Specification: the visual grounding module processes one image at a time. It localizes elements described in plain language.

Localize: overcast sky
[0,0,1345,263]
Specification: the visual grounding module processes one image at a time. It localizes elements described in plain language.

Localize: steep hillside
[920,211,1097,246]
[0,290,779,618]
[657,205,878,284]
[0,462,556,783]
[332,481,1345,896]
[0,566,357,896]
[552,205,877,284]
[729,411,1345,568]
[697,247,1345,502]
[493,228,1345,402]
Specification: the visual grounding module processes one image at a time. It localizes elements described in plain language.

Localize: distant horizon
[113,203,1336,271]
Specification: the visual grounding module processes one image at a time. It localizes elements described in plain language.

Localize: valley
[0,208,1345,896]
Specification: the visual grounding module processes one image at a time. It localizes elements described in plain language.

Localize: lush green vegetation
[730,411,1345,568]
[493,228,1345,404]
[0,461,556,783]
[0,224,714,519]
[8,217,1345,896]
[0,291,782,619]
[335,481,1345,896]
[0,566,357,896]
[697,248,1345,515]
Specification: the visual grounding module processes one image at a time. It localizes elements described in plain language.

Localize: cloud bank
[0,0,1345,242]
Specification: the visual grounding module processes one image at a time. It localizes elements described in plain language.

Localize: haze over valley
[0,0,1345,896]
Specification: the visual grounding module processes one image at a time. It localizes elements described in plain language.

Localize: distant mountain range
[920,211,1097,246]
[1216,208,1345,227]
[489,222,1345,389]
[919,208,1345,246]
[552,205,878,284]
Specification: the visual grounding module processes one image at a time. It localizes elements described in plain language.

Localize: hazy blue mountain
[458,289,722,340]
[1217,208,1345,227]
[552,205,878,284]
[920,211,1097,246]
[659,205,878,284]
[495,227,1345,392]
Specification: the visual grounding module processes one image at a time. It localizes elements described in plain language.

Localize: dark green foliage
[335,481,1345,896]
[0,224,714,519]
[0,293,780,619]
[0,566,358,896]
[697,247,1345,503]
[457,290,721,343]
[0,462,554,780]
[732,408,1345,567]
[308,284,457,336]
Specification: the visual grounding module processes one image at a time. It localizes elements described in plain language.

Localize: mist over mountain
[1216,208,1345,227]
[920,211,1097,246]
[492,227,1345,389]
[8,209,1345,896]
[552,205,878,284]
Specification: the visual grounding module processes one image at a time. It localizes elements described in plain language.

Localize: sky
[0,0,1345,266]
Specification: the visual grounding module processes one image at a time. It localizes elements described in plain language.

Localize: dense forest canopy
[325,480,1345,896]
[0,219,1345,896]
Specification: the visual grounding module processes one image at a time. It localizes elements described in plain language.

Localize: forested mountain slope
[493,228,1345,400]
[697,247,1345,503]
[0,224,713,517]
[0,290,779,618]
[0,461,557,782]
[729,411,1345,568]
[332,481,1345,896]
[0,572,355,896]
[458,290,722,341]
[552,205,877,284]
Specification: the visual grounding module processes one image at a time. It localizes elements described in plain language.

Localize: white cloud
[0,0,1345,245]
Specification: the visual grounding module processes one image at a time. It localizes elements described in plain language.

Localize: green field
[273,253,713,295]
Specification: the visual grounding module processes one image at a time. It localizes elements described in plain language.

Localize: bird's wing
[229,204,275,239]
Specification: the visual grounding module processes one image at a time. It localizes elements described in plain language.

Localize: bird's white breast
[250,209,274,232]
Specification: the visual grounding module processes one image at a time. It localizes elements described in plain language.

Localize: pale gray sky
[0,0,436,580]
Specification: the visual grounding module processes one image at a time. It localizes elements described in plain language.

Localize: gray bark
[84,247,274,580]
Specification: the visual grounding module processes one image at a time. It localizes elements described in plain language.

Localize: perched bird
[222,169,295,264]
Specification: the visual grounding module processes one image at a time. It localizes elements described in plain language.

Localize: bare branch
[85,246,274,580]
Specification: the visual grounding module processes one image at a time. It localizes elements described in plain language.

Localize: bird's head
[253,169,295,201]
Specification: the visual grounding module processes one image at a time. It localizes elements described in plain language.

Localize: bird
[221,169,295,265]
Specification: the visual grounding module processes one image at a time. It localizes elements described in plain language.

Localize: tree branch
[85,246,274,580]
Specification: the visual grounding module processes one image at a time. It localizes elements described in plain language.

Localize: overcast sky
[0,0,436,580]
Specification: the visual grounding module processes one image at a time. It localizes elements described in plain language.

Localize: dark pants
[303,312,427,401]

------------------------------------------------------------

» **PROBLEM TO SOLVE**: Reproduce the data starting at the very beginning and ending at the line that contains "[0,0,1345,263]", with "module" swapped for "component" and nothing else changed. Give only those lines.

» **RESULT FOR THIS EXERCISE**:
Specification: the visual grounding component processes one image at a time. It localizes elements described in plain language.

Localize: overcast sky
[0,0,1345,263]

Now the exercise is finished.